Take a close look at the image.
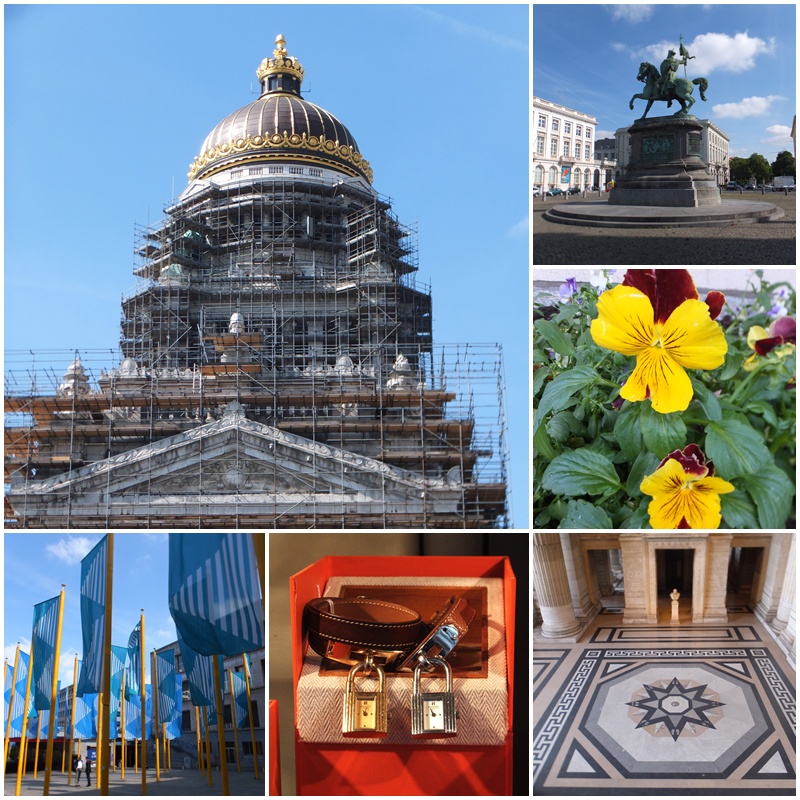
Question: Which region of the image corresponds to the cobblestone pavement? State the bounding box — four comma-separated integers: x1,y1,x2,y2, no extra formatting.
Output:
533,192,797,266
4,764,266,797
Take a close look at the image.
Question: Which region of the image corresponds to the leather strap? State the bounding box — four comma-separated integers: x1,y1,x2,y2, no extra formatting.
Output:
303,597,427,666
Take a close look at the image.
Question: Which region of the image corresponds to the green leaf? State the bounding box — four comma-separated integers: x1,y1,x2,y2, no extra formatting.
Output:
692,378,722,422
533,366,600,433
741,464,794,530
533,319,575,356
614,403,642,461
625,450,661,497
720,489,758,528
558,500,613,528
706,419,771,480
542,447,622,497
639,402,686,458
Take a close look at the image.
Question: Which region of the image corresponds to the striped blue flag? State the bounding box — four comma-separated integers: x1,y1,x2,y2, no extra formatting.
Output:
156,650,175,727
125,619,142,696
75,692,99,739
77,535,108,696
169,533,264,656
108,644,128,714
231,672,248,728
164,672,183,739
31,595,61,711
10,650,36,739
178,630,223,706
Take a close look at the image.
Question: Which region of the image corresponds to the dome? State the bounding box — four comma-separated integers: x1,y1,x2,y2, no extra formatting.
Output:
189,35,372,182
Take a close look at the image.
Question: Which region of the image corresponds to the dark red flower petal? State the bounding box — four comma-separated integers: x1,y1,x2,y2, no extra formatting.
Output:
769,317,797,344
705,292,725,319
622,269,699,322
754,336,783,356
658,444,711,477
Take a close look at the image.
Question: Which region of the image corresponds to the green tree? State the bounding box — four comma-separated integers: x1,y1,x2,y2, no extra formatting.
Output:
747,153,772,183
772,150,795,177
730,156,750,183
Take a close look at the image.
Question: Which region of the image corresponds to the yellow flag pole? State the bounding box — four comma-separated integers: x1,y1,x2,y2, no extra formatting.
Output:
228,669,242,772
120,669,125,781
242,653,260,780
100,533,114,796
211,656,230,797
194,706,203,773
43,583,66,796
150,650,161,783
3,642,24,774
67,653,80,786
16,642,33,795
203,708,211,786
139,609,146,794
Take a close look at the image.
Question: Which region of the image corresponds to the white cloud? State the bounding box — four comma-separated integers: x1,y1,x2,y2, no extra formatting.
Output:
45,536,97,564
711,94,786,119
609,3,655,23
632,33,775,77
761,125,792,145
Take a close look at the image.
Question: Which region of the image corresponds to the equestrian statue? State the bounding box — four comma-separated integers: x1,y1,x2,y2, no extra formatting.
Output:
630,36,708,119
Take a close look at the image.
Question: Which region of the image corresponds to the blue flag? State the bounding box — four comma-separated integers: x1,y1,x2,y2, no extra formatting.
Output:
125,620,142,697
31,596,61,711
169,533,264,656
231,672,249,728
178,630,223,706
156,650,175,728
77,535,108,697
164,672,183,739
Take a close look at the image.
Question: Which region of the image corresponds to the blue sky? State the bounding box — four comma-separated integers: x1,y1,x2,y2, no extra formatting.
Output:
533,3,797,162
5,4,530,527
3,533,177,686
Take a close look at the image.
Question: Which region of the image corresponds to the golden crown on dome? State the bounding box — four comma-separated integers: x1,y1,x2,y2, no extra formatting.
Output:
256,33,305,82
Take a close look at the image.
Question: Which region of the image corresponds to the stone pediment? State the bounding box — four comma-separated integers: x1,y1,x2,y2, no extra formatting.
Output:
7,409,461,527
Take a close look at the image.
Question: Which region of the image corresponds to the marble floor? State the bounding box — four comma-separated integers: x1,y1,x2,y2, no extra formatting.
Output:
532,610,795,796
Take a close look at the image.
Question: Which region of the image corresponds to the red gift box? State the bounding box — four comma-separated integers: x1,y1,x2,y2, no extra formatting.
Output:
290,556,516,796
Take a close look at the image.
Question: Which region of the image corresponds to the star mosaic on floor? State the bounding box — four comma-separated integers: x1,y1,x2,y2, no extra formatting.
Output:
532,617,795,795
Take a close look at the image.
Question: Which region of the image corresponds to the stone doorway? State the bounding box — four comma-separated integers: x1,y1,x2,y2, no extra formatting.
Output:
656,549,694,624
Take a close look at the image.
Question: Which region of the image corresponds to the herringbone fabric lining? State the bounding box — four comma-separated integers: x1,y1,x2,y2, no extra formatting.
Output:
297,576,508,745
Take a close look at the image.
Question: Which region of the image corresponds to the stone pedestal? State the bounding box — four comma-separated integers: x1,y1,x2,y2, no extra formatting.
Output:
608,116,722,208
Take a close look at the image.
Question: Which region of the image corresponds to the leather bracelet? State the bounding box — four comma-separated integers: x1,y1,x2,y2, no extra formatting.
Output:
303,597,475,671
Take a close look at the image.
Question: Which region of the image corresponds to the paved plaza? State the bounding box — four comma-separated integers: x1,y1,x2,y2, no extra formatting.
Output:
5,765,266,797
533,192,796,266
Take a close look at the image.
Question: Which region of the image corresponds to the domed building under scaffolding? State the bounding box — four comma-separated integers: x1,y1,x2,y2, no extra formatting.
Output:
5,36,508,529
********
SET PROBLEM:
Filter the entries above, keeping every line that contains the word "leather" and copying each of those lines in full.

TASK SOLUTION:
Question: Which region of the image corresponds to the leather strap? State the bounding box — four comma-separated integers: x1,y1,x2,y2, no extra formatting.
Question: Which region of the image corresponds to the leather bracelet? State the bounding box — four comma-separated integers: x1,y1,x2,y2, no extra formatting.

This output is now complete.